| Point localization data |
**********
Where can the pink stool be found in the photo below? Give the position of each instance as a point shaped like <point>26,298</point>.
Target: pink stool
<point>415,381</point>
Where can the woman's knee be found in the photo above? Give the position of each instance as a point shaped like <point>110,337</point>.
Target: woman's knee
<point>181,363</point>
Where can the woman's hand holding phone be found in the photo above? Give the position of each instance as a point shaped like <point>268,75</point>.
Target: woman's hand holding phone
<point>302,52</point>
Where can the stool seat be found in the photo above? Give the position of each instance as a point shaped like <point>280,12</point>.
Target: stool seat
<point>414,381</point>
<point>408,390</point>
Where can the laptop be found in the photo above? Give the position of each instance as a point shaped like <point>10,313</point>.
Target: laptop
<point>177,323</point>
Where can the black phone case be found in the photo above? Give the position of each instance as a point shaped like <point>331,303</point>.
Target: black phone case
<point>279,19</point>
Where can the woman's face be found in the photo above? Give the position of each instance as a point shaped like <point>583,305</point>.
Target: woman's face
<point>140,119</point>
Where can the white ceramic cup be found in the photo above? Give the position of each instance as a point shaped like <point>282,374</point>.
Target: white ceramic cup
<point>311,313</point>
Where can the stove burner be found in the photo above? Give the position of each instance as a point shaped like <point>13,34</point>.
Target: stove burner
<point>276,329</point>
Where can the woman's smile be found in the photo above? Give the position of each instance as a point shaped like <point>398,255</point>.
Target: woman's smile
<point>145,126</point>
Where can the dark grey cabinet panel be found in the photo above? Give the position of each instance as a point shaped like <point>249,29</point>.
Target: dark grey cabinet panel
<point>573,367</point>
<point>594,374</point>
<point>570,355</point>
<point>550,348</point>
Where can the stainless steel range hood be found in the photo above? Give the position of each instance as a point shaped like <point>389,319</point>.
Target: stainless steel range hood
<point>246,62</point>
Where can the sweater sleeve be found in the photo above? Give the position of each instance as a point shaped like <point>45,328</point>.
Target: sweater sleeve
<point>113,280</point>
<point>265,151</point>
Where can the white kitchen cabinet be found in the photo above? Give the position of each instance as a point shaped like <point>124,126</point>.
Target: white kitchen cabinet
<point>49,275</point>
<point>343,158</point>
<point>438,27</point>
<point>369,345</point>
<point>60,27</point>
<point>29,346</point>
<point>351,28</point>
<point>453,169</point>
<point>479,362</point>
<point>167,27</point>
**********
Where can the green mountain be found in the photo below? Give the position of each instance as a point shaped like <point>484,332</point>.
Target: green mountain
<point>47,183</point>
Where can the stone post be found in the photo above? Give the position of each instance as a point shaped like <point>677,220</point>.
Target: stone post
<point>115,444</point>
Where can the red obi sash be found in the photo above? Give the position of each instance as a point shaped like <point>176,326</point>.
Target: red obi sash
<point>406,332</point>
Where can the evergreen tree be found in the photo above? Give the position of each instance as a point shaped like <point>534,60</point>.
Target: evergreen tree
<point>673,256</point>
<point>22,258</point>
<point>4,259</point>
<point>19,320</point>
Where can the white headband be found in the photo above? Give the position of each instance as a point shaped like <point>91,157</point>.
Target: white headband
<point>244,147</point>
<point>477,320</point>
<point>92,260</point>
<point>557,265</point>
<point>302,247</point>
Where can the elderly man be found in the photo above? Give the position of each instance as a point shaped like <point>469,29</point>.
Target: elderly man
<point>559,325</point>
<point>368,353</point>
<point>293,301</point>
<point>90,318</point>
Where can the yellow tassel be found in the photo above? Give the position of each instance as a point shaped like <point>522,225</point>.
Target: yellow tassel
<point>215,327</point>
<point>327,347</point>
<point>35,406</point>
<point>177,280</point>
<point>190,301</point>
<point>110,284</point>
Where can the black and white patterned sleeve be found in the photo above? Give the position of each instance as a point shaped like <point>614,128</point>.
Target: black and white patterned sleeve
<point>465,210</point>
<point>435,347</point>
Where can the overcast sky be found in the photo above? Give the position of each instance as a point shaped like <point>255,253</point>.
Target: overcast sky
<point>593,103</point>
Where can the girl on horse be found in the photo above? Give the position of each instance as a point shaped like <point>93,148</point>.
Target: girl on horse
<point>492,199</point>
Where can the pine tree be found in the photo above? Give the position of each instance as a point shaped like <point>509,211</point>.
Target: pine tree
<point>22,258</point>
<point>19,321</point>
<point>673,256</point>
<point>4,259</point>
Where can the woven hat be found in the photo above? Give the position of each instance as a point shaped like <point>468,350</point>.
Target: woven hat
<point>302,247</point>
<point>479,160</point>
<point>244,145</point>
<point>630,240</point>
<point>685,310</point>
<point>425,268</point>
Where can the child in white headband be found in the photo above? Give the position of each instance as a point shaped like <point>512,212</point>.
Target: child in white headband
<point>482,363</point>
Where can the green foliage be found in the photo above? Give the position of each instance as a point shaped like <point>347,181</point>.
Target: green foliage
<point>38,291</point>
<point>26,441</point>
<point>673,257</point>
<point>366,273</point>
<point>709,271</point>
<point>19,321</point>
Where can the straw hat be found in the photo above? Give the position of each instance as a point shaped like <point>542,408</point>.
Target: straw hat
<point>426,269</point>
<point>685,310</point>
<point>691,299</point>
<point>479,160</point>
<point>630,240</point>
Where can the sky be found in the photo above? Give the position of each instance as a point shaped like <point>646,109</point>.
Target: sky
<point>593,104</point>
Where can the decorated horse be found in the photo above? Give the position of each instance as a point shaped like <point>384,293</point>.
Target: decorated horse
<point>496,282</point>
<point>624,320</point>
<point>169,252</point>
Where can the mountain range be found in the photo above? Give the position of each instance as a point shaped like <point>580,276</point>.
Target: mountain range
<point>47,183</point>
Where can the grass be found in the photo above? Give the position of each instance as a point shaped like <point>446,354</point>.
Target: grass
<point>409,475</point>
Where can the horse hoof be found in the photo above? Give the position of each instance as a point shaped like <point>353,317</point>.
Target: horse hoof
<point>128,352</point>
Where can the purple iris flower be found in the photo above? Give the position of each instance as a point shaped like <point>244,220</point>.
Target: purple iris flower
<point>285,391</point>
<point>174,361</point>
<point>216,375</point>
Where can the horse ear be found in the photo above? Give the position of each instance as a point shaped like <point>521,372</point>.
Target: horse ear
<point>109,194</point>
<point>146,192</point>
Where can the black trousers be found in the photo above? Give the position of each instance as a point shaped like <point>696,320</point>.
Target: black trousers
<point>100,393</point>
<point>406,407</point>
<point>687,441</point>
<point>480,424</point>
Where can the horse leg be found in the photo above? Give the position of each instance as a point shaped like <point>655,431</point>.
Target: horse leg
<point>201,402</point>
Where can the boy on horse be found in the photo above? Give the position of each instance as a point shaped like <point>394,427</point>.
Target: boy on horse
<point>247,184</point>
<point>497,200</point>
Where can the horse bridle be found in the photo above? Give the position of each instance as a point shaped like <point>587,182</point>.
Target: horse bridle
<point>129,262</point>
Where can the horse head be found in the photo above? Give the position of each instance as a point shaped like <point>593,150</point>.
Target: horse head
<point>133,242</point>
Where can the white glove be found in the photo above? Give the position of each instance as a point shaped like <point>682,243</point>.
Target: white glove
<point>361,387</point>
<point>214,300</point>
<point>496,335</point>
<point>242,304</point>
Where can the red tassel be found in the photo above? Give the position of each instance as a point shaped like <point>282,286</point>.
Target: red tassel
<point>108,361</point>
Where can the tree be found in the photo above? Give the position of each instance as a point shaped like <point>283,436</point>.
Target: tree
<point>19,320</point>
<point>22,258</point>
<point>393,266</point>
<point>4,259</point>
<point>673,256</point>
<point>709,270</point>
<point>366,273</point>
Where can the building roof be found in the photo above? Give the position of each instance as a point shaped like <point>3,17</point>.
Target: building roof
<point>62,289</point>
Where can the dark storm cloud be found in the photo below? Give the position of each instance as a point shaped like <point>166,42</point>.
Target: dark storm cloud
**********
| ACTIVITY |
Filter the records down to the lines that contain the string "cloud", and copy those lines.

| TASK ANSWER |
Where can the dark storm cloud be found in the photo below? Give the position of each instance as a point shaped like <point>166,42</point>.
Target: dark storm cloud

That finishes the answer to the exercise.